# Requirement 1
Decide whether each statement agrees with the medical trauma passage. Answer yes or no for each, and quote the passage's deciding words. (a) The nurses laughed outside the recovery room door after the 2020 surgery. (b) The neurologist recommended physical therapy. (c) Before the past year, the writer had frequent nightmares.
# Requirement 2
Carry the medical trauma passage forward from its final sentence.

# Text segment
In addition to endometriosis and complex-regional-pain syndrome, I have been diagnosed with CPTSD, the “C” here also standing for “complex.” But where do I put what remains? I have always been a bad sleeper, but before the past year, I could count on one hand the number of nightmares I had dealt with in life. Now I have nightmares, even night terrors with sleep paralysis, every night. In most of them, I’m trapped with someone unsafe. And my memory has involuntary been compiling film roll after film roll of many years of medical trauma, ranging from J.U.’s assault to the nurses who laughed outside my recovery room door hours after my major surgery in 2020, sniggering, “It’s just a hysterectomy,” when in addition to my uterus, my surgeons had removed 26 specimens of scar tissue and endometriosis, found two fibroids, and dissected my rectum from my also-removed cervix. If my husband hadn’t been there standing witness, and if my surgeon weren’t on speed dial to lecture them, I would have thought it was my fault, that I hallucinated it all, that maybe in my fentanyl-drugged state I had offended them first. There’s the neurologist who laughed in my face when I told her I experienced sharp vaginal and pelvic pains, sending me on my way with a recommendation to exercise for longer periods each day and to eat more lentils. There is, in this film montage, humiliation after humiliation, each contorting into anger now that my subconscious has the time and space to process everything. I have attempted the hard work of forgiving each person one by one, but I’m not yet ready to extend Metta, or loving kindness toward any of them, because I haven’t yet extended it to myself for how I failed Allison.

(Point-per-instance localization records)
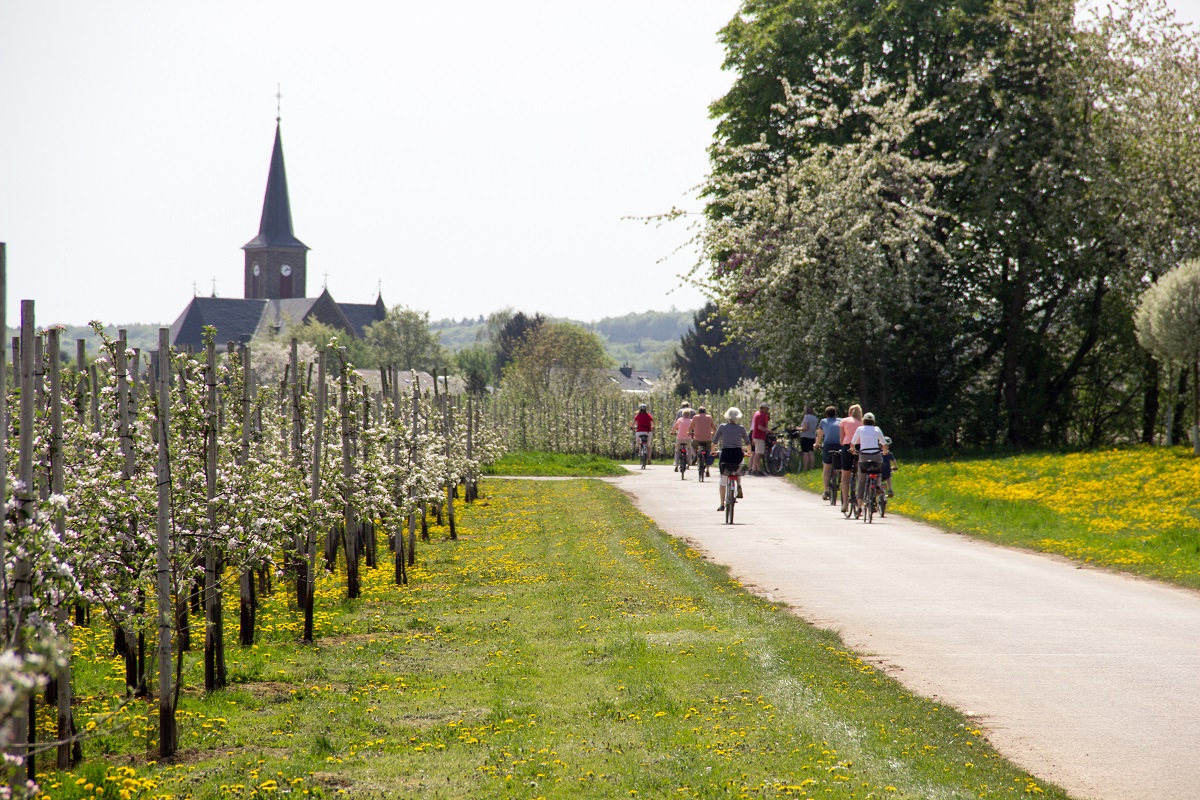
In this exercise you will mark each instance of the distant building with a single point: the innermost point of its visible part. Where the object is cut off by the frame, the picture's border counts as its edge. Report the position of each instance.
(276, 272)
(631, 380)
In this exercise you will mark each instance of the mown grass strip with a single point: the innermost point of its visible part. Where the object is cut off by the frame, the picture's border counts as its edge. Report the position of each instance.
(564, 647)
(537, 463)
(1135, 509)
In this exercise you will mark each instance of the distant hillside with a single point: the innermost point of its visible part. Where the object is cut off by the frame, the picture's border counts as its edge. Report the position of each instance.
(645, 341)
(142, 337)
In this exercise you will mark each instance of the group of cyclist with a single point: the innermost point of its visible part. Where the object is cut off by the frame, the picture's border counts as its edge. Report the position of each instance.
(697, 434)
(850, 445)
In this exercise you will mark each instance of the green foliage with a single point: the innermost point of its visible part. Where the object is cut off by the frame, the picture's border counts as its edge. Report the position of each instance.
(954, 262)
(403, 340)
(707, 360)
(318, 335)
(555, 358)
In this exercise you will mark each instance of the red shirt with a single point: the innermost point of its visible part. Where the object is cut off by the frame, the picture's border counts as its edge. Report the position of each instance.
(759, 425)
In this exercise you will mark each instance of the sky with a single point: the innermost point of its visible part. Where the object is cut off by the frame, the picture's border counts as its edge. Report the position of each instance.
(457, 157)
(460, 157)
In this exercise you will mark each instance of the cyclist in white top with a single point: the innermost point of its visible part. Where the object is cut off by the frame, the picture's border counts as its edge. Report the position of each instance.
(870, 444)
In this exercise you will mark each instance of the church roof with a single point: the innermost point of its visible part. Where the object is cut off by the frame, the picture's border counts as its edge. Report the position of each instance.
(235, 319)
(360, 314)
(275, 228)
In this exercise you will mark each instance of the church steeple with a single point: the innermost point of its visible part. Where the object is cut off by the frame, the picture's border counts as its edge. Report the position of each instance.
(276, 262)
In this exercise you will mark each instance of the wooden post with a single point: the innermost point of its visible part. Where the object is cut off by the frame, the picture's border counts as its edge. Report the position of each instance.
(293, 370)
(415, 461)
(129, 464)
(247, 601)
(348, 510)
(63, 680)
(317, 435)
(451, 480)
(167, 728)
(23, 719)
(214, 621)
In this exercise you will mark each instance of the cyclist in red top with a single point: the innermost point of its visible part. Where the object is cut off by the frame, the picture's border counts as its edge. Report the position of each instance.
(642, 426)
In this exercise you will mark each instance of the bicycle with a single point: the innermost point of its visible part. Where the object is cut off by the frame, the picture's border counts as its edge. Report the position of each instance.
(778, 456)
(731, 493)
(643, 449)
(851, 506)
(874, 495)
(833, 482)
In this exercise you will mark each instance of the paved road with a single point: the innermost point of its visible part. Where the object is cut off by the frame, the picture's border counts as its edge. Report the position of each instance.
(1086, 679)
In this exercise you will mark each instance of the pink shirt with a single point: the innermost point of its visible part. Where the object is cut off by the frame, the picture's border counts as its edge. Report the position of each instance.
(847, 426)
(702, 427)
(759, 423)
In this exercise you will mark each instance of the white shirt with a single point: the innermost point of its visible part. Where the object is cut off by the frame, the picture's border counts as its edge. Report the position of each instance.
(869, 438)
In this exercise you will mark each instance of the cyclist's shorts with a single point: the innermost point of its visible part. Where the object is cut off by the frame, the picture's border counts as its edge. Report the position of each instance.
(731, 458)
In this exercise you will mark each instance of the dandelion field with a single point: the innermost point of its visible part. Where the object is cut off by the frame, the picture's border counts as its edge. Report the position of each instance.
(1135, 510)
(562, 647)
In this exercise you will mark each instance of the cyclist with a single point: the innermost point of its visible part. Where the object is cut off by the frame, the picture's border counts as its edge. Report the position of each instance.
(889, 465)
(808, 437)
(681, 428)
(642, 426)
(731, 438)
(829, 438)
(760, 423)
(701, 432)
(846, 427)
(870, 444)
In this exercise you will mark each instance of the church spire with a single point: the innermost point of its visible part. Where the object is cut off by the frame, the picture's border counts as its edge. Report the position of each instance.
(275, 228)
(276, 262)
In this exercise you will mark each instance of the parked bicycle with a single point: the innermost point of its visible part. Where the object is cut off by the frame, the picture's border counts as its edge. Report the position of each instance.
(780, 457)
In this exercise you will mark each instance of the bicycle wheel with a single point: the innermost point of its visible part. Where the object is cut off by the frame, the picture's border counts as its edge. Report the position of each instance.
(777, 459)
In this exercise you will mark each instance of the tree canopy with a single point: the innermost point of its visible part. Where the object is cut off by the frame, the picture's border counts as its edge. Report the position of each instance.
(946, 209)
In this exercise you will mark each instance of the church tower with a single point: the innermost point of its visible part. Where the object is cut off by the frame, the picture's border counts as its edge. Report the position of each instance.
(276, 262)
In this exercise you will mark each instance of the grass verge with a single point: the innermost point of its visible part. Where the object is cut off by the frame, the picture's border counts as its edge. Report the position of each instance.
(1133, 509)
(563, 647)
(535, 463)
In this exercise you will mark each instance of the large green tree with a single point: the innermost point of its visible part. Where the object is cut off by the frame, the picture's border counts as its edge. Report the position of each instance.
(708, 360)
(403, 340)
(976, 190)
(556, 358)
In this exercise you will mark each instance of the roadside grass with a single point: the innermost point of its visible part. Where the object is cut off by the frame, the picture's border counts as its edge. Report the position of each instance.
(532, 463)
(563, 647)
(537, 463)
(1134, 509)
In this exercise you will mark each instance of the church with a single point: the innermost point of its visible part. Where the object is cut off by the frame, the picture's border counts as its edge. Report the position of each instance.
(276, 271)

# Task result 1
(a) Yes: "the nurses who laughed outside my recovery room door hours after my major surgery in 2020"
(b) No: "sending me on my way with a recommendation to exercise for longer periods each day and to eat more lentils"
(c) No: "before the past year, I could count on one hand the number of nightmares I had dealt with in life"

# Task result 2
I know there are countless women, boys, trans, and non-binary people who, in their most vulnerable states, have been mishandled by authority figures, doctors, nurses, parents, friends, partners, and police. Our collective rage has helped Tarana Burke’s original MeToo hashtag soar, freeing more survivors and revealing more perpetrators than I can count. The exposure is part of the process of dismantling rape culture, and so too is the narrative medicine of telling the story over and over, as Allison felt compelled to do. Perhaps a similar instinct compels my admissions here, because I am not yet free. I worry about how people will judge me for my failures; I worry that I will never pay enough penance for my sins — freshman or not — and that my bodily failings, my chronic illness and pain, are themselves punishment. I still worry that I will be next.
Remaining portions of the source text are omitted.